▸ **ASSIGNMENT**:
Could you show each line of the records that contains the word "woman"?

[Natural-language object grounding data]
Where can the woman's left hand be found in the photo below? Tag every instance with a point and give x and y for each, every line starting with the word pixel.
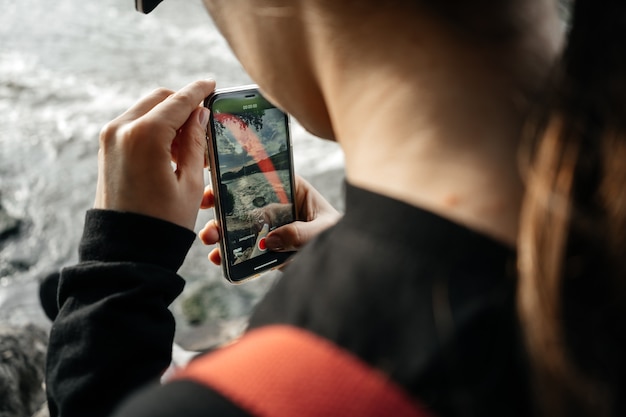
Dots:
pixel 135 173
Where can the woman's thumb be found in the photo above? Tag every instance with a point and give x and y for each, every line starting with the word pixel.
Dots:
pixel 192 143
pixel 290 237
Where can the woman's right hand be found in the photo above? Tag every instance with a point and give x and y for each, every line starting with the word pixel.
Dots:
pixel 315 214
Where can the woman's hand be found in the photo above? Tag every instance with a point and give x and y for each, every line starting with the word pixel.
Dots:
pixel 135 172
pixel 315 212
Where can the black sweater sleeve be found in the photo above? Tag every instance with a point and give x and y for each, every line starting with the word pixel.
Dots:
pixel 114 332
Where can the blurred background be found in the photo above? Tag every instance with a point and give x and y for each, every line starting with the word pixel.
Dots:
pixel 67 67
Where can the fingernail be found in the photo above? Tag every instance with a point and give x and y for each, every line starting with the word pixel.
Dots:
pixel 203 118
pixel 274 242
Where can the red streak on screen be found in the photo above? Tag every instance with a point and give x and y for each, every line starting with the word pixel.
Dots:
pixel 253 146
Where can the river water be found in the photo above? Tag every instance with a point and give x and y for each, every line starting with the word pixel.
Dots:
pixel 66 68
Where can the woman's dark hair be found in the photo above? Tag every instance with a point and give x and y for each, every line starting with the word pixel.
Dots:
pixel 572 249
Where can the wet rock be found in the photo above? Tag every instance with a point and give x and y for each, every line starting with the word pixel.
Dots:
pixel 9 225
pixel 22 361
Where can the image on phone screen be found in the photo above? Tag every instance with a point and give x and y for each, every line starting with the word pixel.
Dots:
pixel 254 167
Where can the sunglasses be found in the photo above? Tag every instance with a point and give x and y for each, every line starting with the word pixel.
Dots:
pixel 146 6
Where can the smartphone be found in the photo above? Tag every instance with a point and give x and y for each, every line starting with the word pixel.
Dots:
pixel 251 165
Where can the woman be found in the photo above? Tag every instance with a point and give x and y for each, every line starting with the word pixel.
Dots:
pixel 417 281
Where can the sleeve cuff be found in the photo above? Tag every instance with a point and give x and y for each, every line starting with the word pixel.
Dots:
pixel 112 236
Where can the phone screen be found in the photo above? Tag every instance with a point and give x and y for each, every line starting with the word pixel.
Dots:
pixel 253 169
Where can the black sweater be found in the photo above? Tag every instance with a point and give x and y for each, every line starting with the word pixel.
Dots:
pixel 426 301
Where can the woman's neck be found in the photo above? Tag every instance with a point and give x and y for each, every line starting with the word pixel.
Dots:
pixel 439 130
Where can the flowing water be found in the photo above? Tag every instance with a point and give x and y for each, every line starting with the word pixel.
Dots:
pixel 66 68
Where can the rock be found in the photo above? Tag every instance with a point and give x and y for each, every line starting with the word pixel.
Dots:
pixel 22 368
pixel 9 225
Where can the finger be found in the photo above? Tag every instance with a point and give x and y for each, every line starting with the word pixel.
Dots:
pixel 215 256
pixel 145 104
pixel 210 233
pixel 191 146
pixel 291 236
pixel 208 199
pixel 174 112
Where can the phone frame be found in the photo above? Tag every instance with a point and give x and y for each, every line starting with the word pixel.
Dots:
pixel 252 267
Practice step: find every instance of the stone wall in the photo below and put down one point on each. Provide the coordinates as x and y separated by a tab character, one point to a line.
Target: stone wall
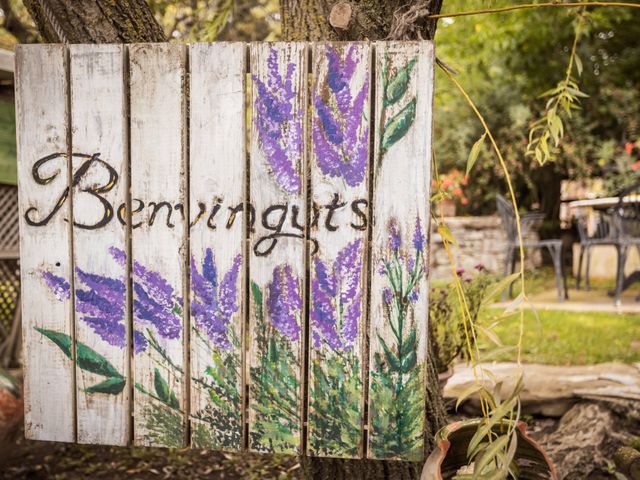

▸ **THE COMPLETED TASK**:
Where can the woman's left hand be found in the photo below? Tag every instance with a point and give x and y for each, every line starting with the word pixel.
Where can the woman's thumb be found in the photo above? Tag every instance with a point and give x and y for each, every line starting with the word pixel.
Where can the woman's right hand be found in the photo above? Tag every instance with a point and give x and y for each, every line starting with the word pixel.
Where can the woman's hand be found in the photo above? Tag every instance with a point and give x and y for each, every line starting with the word pixel.
Where can the woman's dark hair be found in the photo above? Tag every instance with a point and give x and y for each, every line starting with the word pixel.
Where can the woman be found in the photo above? Tag every instance with a point and give x and y for each, every line starting with the word pixel.
Where can the woman's neck be found in the photo above? Tag every instance with a point and give x and y for each, every line starting with the word pixel.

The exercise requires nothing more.